→ **LIST OF TASKS**:
A. Answer each question using the market report:
(i) Which campaign did the latest polls consistently put in the lead?
(ii) Which index led the stock market losses, and by how much did it fall?
(iii) How much did the FTSEurofirst 300 lose over the same period?
B. From the entries, copy the lines starting at the one that contains "query: rim of terracotta pot" and ending at the one that contains "494 57 L 500". Include both of those lines, and reproduce every line without any change.

Published Monday, June 20th, 2016

This is what traders were faced with for the large part of what was a highly volatile week for risk assets as sentiment was dominated by the heightened prospect of a Britain leaving the EU. Jitters surrounding the fallout from a potential Brexit reached a new high last week after the latest polls consistently gave the lead to the Leave campaign and for the first time the threat of departure became a very real possibility. As markets woke up to this realisation, investors scrambled to position themselves ahead of this week’s crucial vote which triggered sharp swings across financial assets.

Stock markets suffered particularly badly from the ensuing bout of risk aversion and spent most of the week on the back foot. A brief rebound towards the latter part of the week failed to reverse losses which were led by a whopping 6% fall on Japan’s Nikkei 225. The FTSEurofirst 300 lost 2.2% over the same period while shares on Wall St brushed off the latest mega tech deal following Microsoft’s purchase of LinkedIn and slipped by more than 1%.

→ **SUPPLIED RECORDS**:
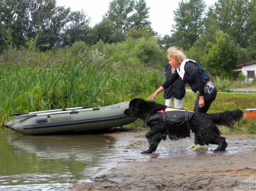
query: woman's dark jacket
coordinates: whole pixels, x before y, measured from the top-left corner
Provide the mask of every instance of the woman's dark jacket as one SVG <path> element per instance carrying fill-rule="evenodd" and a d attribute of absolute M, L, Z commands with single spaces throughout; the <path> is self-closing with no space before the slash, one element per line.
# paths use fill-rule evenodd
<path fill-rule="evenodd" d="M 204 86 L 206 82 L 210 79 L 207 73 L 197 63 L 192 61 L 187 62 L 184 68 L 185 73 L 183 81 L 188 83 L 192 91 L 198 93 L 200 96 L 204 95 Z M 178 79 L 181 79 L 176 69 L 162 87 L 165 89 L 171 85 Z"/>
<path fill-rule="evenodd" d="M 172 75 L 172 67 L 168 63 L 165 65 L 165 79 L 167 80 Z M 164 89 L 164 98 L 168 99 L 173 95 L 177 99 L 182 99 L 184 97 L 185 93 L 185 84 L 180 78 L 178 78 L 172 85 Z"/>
---
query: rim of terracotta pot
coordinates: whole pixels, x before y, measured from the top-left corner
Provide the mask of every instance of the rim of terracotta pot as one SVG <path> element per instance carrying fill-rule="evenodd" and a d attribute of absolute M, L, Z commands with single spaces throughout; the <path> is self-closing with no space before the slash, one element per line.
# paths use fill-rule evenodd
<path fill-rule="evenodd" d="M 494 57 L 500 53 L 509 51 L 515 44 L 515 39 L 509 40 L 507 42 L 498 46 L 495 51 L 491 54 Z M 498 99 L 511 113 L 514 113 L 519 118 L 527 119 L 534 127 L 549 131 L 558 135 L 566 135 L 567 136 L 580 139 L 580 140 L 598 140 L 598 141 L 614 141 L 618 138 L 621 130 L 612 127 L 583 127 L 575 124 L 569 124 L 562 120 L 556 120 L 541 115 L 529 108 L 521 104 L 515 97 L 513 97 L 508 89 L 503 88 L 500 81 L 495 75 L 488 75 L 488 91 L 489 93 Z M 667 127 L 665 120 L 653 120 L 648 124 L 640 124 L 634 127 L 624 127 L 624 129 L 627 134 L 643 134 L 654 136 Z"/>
...
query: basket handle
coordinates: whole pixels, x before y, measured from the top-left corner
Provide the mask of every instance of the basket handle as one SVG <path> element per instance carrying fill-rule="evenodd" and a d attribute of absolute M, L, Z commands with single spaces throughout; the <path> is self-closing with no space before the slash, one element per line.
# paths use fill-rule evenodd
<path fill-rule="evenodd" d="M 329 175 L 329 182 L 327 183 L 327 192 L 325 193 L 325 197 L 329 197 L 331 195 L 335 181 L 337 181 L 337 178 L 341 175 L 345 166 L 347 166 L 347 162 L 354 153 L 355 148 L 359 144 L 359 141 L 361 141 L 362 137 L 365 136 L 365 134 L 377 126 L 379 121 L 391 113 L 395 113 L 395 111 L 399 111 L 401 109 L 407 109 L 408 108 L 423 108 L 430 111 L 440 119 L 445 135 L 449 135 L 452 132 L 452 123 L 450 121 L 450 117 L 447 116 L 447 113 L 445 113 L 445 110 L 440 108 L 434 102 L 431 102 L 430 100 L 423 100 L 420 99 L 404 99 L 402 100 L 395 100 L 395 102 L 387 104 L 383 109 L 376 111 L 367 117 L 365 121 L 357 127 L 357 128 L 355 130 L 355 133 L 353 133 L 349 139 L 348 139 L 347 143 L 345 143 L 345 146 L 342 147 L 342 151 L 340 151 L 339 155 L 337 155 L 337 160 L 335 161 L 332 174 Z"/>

→ **SOLVED TASKS**:
A.
(i) The Leave campaign.
(ii) Japan's Nikkei 225, with a 6% fall.
(iii) 2.2%.

B.
query: rim of terracotta pot
coordinates: whole pixels, x before y, measured from the top-left corner
Provide the mask of every instance of the rim of terracotta pot as one SVG <path> element per instance carrying fill-rule="evenodd" and a d attribute of absolute M, L, Z commands with single spaces throughout; the <path> is self-closing with no space before the slash, one element per line.
# paths use fill-rule evenodd
<path fill-rule="evenodd" d="M 494 57 L 500 53 L 509 51 L 515 44 L 515 39 L 509 40 L 507 42 L 498 46 L 495 51 L 491 54 Z M 498 99 L 511 113 L 514 113 L 519 118 L 527 119 L 534 127 L 549 131 L 558 135 L 566 135 L 567 136 L 580 139 L 580 140 L 598 140 L 598 141 L 614 141 L 618 138 L 621 130 L 612 127 L 583 127 L 575 124 L 569 124 L 562 120 L 556 120 L 541 115 L 529 108 L 521 104 L 515 97 L 513 97 L 508 89 L 503 88 L 500 81 L 495 75 L 488 75 L 488 91 L 489 93 Z M 667 127 L 665 120 L 653 120 L 648 124 L 640 124 L 634 127 L 624 127 L 624 129 L 627 134 L 643 134 L 654 136 Z"/>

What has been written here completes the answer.